TASK PROMPT :: Reproduce the following rows word for word.

Labeled-object pointing entries ::
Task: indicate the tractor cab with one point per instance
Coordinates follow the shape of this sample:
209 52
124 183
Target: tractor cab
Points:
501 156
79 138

OUTPUT ::
Task: indicate the tractor cab with one point per instance
Coordinates follow the shape of this sample:
209 52
124 183
Target: tractor cab
Points:
501 156
79 138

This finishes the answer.